> [WHAT IS NEEDED] Return precisely the opening lines of the listing below, ending with the line that contains "column 224, row 236".

□ □ □

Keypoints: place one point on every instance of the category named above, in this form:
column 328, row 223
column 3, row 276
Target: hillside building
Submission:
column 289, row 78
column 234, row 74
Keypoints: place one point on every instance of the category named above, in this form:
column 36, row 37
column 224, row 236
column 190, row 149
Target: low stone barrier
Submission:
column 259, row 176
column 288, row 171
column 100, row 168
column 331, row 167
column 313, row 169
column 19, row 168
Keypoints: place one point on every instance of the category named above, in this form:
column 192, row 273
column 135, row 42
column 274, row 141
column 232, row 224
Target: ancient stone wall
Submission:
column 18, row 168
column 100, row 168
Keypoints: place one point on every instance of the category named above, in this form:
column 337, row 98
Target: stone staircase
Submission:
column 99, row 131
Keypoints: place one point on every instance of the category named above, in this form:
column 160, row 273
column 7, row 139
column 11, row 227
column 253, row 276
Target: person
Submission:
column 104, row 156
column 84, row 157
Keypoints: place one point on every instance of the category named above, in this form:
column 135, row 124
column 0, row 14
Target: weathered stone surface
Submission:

□ □ □

> [SOLUTION TO THIS TASK]
Keypoints: place one point on every instance of the category named above, in this form:
column 328, row 223
column 3, row 276
Target: hillside building
Submission:
column 289, row 78
column 234, row 74
Keypoints: place one point on every instance of the category named above, in this form:
column 36, row 37
column 224, row 236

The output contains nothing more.